Records supplied:
————————

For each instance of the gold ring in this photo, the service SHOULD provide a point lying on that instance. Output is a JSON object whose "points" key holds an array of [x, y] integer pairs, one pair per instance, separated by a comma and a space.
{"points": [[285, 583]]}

————————

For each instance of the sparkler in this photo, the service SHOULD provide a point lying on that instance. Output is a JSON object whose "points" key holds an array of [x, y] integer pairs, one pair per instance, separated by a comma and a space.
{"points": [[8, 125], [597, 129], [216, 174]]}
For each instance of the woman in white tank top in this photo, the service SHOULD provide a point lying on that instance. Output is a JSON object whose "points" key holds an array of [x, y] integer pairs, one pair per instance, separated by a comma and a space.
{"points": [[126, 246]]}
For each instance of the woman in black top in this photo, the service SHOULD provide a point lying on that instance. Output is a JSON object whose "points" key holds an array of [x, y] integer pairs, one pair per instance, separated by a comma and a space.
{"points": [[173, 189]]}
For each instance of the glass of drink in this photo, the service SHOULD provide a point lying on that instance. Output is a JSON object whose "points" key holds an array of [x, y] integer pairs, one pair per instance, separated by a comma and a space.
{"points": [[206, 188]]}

————————

Exercise requirements: List every row above that contains the word "ring". Case counts.

Complete response:
For each instance of the gold ring in this photo, the service SHOULD provide a point lying on that instance. Output is a JSON object whose "points" key holds an array of [x, y] integer pairs, one pair per instance, separated by a comma and a space.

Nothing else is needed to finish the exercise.